* _WHAT THE TASK ASKS_:
Count every line below containing "rusty"; state the number only.

* _SOURCE MATERIAL_:
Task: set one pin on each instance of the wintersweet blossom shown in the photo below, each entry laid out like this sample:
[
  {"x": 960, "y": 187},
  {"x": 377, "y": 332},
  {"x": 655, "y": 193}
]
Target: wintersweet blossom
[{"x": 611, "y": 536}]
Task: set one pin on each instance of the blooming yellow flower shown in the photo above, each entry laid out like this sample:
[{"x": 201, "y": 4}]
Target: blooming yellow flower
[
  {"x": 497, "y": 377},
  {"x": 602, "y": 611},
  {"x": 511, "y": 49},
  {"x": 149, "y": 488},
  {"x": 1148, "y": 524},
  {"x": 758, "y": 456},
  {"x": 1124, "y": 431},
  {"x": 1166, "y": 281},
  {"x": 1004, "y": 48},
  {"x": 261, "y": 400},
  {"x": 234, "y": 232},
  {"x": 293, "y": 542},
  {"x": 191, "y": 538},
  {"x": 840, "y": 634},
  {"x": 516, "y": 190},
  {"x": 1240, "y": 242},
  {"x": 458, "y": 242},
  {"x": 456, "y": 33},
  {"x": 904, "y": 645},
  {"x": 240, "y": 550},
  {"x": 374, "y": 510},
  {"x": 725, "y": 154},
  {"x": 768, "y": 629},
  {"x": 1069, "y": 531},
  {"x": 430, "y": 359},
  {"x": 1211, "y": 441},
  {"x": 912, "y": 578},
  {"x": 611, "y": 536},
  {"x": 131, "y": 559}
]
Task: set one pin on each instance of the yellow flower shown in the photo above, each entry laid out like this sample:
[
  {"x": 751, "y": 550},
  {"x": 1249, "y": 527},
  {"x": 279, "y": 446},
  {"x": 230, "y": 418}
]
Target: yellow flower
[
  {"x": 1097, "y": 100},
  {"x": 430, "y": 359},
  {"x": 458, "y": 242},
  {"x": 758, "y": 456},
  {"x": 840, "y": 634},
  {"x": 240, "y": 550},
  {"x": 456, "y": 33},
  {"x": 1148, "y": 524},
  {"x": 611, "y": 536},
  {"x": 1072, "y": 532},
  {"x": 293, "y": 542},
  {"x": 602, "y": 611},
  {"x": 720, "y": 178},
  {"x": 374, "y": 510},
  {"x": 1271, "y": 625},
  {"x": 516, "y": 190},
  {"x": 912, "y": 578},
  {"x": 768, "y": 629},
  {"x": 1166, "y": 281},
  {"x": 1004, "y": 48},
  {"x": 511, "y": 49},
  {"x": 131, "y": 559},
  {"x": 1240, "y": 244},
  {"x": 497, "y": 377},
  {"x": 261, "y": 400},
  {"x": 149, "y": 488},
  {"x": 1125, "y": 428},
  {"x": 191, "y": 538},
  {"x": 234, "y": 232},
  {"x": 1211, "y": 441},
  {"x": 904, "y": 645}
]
* * *
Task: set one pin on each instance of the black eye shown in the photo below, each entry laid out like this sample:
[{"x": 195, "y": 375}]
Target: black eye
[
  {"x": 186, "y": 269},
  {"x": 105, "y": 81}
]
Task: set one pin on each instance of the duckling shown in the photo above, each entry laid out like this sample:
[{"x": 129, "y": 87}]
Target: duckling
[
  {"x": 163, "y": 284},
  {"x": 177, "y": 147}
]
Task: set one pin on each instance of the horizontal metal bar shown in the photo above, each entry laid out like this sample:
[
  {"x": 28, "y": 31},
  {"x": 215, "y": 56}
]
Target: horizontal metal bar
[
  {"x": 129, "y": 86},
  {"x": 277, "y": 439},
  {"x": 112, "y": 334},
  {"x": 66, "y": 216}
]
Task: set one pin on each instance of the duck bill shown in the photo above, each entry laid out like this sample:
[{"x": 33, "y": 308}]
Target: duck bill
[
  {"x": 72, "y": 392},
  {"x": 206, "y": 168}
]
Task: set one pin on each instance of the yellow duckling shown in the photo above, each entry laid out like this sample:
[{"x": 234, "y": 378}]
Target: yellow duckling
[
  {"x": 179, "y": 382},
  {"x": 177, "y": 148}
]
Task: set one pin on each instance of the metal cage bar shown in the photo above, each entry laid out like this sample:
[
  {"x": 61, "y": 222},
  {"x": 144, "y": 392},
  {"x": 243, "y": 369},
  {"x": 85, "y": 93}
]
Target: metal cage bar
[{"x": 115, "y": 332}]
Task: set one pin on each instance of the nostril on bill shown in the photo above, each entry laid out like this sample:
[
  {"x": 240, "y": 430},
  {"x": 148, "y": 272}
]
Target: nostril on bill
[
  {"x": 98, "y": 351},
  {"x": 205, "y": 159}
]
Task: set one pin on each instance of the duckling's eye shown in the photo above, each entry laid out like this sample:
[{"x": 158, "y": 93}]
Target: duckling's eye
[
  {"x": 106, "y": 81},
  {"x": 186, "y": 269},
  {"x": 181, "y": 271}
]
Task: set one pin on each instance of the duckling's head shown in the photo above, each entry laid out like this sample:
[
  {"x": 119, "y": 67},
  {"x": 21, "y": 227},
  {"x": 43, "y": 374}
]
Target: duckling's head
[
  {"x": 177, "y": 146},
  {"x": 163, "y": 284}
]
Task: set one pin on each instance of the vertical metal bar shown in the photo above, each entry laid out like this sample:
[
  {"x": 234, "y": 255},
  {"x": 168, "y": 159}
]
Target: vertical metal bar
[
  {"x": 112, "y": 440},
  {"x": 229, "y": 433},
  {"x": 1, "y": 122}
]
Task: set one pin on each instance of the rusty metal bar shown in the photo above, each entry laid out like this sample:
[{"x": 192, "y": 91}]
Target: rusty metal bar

* _OUTPUT FOR THIS TASK_:
2